Activity - Exactly reproduce the entries, dropping any pictures from your copy.

Stored items
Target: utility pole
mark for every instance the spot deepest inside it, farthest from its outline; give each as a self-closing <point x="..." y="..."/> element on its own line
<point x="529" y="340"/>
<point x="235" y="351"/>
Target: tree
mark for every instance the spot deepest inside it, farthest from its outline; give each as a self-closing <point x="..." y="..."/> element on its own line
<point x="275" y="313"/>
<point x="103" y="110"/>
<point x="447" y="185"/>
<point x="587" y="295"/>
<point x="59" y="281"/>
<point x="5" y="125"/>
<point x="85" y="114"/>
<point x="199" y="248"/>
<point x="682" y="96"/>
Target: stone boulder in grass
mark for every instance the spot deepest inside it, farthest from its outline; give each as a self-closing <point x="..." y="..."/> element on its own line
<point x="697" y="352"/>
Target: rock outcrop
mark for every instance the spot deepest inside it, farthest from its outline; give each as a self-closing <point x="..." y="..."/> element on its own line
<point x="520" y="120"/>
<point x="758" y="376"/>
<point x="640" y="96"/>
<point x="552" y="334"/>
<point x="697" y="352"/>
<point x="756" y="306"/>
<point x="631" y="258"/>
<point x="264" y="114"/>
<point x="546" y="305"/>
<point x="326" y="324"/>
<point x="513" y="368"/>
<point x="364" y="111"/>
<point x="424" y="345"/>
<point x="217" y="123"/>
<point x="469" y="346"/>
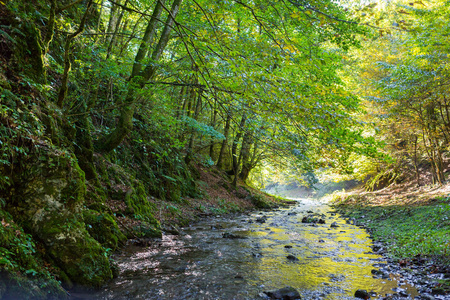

Expected answer -
Target: utility pole
mark for every instance the spot deepest inside it, farthest from its outline; give each as a self-closing <point x="..." y="..."/> element on its own line
<point x="529" y="340"/>
<point x="235" y="351"/>
Target: tree
mark for every instance the spot deepest inside it, farthest from its outline; give each as a self-closing <point x="..." y="..."/> element on its own line
<point x="275" y="313"/>
<point x="103" y="110"/>
<point x="447" y="185"/>
<point x="587" y="295"/>
<point x="59" y="281"/>
<point x="5" y="125"/>
<point x="85" y="114"/>
<point x="199" y="248"/>
<point x="682" y="96"/>
Target: stone boulder in grass
mark for every instance the spot deepest inside it, farthest from its outline; give each as a self-closing <point x="..." y="..."/> element on its own line
<point x="697" y="352"/>
Target: rock outcrop
mark for every instance the spot deepest inside it, farthest from its outline; give each as a self-closing <point x="..." y="..."/> element on its own line
<point x="520" y="120"/>
<point x="758" y="376"/>
<point x="640" y="96"/>
<point x="552" y="334"/>
<point x="697" y="352"/>
<point x="756" y="306"/>
<point x="631" y="258"/>
<point x="264" y="114"/>
<point x="546" y="305"/>
<point x="326" y="324"/>
<point x="513" y="368"/>
<point x="364" y="111"/>
<point x="424" y="345"/>
<point x="217" y="123"/>
<point x="469" y="346"/>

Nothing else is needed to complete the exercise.